> **About this task**
Reproduce the following passage about falling in love, word for word and in full.

Page text below:

Speaking of love, I fell in love again this year!!! The painful thing about this love is that it was weird and a bit awkward. The person I loved could not reciprocate or possibly understand the depth of love I felt deep inside, and due to my pride I hated the very fact that the love I felt for this person put me in a sort of vulnerable position in our relationship and so yes, I loved someone this year and I hated that I did. It did take a lot for me to realise that the opportunity of love which I was given was more than what I could gain from being loved as much, a beautiful opportunity to be happy loving. In the end I have come to realise that I was created to Love and not doing just that will eventually culminate in a sad life. Guess what, unlike many others who close themselves to love after they’ve been hurt once, this realisation has made me more open to Love. Love in this world would not be perfect, and sometimes it is in these imperfections of love that we experience the need to love more and the desire for a higher form of love.

End of Page text.
Exercise data below:

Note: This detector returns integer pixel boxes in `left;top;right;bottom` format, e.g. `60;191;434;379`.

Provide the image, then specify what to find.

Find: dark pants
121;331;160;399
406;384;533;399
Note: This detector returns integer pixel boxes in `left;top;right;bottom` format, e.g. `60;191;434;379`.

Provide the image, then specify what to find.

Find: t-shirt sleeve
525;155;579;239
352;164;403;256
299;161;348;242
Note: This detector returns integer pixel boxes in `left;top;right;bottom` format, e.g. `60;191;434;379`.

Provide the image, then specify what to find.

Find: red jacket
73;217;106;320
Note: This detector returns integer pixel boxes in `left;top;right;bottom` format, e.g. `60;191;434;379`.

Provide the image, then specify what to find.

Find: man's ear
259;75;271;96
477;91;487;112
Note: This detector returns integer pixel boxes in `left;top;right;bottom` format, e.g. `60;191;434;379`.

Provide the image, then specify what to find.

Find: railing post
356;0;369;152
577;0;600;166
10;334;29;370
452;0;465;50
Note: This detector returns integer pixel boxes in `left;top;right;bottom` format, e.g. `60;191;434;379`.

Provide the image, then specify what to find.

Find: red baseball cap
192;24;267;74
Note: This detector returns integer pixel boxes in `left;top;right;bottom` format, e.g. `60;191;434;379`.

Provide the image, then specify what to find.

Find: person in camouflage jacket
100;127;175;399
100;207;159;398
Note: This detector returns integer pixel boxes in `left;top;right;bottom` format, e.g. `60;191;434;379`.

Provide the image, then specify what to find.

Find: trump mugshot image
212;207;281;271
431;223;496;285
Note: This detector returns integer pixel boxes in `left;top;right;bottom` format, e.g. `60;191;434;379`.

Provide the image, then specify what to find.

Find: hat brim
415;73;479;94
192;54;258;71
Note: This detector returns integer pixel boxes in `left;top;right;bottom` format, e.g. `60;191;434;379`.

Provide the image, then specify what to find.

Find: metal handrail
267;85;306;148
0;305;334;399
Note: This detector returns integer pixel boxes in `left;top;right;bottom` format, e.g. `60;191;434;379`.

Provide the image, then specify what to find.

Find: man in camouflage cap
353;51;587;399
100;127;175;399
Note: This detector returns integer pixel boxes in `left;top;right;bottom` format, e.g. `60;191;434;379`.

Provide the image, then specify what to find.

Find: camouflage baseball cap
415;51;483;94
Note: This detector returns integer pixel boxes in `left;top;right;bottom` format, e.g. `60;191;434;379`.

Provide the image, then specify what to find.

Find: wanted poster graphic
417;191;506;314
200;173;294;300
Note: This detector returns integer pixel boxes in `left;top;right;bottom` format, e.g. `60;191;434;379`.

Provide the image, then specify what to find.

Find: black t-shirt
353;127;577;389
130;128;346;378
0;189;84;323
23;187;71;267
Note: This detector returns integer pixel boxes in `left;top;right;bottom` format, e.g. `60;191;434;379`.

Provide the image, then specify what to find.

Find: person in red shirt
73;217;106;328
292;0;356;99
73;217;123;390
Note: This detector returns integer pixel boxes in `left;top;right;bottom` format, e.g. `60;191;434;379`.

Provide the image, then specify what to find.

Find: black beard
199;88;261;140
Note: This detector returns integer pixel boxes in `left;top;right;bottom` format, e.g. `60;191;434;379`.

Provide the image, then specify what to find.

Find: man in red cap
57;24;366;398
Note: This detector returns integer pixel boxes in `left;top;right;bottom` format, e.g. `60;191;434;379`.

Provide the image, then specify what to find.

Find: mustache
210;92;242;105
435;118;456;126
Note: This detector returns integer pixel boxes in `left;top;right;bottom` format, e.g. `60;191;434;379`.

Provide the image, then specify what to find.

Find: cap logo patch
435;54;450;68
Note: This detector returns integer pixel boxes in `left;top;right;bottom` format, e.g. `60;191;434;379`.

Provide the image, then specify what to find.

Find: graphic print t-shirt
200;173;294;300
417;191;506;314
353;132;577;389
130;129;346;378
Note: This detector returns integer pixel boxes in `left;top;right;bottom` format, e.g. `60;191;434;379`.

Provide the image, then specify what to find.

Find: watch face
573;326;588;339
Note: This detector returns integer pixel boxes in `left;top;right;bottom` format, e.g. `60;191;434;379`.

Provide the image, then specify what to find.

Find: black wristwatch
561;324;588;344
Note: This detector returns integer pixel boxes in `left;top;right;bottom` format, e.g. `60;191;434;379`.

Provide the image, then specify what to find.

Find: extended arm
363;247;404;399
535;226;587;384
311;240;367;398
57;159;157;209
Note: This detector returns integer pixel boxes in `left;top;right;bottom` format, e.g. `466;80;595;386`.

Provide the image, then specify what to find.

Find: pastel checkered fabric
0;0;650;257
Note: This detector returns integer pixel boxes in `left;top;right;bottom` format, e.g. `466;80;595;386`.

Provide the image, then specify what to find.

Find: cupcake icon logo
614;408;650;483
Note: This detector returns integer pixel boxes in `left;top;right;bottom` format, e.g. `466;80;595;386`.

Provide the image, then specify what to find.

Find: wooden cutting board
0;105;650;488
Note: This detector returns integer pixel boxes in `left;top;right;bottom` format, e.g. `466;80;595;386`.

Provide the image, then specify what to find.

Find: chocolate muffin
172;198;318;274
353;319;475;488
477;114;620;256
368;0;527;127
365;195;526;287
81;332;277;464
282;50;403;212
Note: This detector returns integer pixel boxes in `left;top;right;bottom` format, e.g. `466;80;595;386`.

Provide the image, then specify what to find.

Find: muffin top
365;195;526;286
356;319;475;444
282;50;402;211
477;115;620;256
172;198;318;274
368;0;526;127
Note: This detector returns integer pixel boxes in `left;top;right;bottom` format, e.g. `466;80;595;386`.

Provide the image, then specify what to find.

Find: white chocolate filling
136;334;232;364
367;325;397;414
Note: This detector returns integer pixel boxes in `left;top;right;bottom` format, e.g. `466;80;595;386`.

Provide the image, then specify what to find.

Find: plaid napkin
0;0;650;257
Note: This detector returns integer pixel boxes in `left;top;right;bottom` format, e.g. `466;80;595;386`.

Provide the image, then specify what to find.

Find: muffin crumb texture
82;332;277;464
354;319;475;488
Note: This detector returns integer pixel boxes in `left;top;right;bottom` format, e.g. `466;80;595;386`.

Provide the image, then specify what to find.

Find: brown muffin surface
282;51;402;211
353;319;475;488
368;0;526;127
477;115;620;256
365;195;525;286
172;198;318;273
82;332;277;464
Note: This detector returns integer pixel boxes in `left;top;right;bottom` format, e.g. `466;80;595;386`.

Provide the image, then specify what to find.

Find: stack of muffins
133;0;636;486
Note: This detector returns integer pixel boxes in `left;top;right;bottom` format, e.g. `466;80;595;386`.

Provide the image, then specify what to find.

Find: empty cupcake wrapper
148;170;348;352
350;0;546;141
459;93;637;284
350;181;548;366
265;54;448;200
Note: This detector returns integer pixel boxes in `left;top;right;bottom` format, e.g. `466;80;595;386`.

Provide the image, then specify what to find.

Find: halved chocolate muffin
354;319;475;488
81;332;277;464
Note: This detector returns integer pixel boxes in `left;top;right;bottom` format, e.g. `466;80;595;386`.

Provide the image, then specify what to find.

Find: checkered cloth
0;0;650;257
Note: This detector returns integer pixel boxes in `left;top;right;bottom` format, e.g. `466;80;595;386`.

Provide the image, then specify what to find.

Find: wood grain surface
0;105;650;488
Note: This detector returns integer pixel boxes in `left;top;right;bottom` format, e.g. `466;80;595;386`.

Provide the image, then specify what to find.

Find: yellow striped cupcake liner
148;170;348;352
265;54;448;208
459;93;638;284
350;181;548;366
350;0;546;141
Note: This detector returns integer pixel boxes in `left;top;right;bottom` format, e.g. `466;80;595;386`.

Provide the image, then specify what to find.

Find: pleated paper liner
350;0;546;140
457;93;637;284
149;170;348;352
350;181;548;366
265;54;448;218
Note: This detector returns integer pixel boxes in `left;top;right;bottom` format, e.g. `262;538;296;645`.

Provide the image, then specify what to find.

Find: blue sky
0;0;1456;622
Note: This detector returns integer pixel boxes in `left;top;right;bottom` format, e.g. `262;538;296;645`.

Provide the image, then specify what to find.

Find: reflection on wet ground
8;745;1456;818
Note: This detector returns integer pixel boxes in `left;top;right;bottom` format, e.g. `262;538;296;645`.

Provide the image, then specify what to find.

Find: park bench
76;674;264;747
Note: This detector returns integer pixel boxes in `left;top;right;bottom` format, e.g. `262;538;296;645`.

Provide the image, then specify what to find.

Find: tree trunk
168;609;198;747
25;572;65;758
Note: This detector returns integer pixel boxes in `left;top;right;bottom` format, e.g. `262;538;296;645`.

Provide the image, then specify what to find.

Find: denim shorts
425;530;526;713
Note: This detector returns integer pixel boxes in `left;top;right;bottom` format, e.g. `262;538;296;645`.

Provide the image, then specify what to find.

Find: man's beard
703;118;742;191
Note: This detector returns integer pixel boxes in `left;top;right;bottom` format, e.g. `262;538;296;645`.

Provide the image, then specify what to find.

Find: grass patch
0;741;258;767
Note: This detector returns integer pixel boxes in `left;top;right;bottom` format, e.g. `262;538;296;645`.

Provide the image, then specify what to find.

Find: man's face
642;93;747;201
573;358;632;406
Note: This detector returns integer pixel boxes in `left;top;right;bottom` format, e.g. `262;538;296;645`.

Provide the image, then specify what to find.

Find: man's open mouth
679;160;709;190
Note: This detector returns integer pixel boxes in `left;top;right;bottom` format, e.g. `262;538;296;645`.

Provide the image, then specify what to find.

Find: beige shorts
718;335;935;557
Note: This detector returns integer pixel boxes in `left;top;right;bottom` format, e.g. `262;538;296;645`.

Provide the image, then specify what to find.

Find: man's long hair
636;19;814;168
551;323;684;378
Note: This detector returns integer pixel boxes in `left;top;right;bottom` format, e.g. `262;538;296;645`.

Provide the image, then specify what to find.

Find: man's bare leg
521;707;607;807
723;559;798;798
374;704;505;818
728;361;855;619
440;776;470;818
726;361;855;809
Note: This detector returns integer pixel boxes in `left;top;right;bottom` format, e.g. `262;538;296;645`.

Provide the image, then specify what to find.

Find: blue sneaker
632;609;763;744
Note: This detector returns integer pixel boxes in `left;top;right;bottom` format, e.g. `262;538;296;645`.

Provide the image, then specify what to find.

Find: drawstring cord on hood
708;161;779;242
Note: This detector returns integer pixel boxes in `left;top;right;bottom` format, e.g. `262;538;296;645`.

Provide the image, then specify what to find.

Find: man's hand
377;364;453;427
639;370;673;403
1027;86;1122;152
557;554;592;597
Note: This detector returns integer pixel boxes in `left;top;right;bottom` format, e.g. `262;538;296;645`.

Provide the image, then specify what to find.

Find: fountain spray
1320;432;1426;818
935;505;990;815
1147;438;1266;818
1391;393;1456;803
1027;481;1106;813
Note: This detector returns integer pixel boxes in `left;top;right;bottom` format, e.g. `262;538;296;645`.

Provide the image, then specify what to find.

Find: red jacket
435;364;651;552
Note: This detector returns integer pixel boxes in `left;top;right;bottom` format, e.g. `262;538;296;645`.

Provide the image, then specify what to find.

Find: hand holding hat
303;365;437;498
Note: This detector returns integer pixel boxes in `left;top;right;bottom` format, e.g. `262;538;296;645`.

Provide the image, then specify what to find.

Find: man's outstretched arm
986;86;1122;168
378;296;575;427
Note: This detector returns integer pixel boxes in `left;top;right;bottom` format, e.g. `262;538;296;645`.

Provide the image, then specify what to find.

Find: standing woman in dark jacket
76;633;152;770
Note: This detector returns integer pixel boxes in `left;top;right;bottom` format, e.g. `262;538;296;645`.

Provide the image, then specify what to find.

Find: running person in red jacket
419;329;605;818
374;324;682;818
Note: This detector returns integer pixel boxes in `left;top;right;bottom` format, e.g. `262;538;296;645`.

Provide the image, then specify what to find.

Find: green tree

End of Exercise data.

> **Solution**
Speaking of love, I fell in love again this year!!! The painful thing about this love is that it was weird and a bit awkward. The person I loved could not reciprocate or possibly understand the depth of love I felt deep inside, and due to my pride I hated the very fact that the love I felt for this person put me in a sort of vulnerable position in our relationship and so yes, I loved someone this year and I hated that I did. It did take a lot for me to realise that the opportunity of love which I was given was more than what I could gain from being loved as much, a beautiful opportunity to be happy loving. In the end I have come to realise that I was created to Love and not doing just that will eventually culminate in a sad life. Guess what, unlike many others who close themselves to love after they’ve been hurt once, this realisation has made me more open to Love. Love in this world would not be perfect, and sometimes it is in these imperfections of love that we experience the need to love more and the desire for a higher form of love.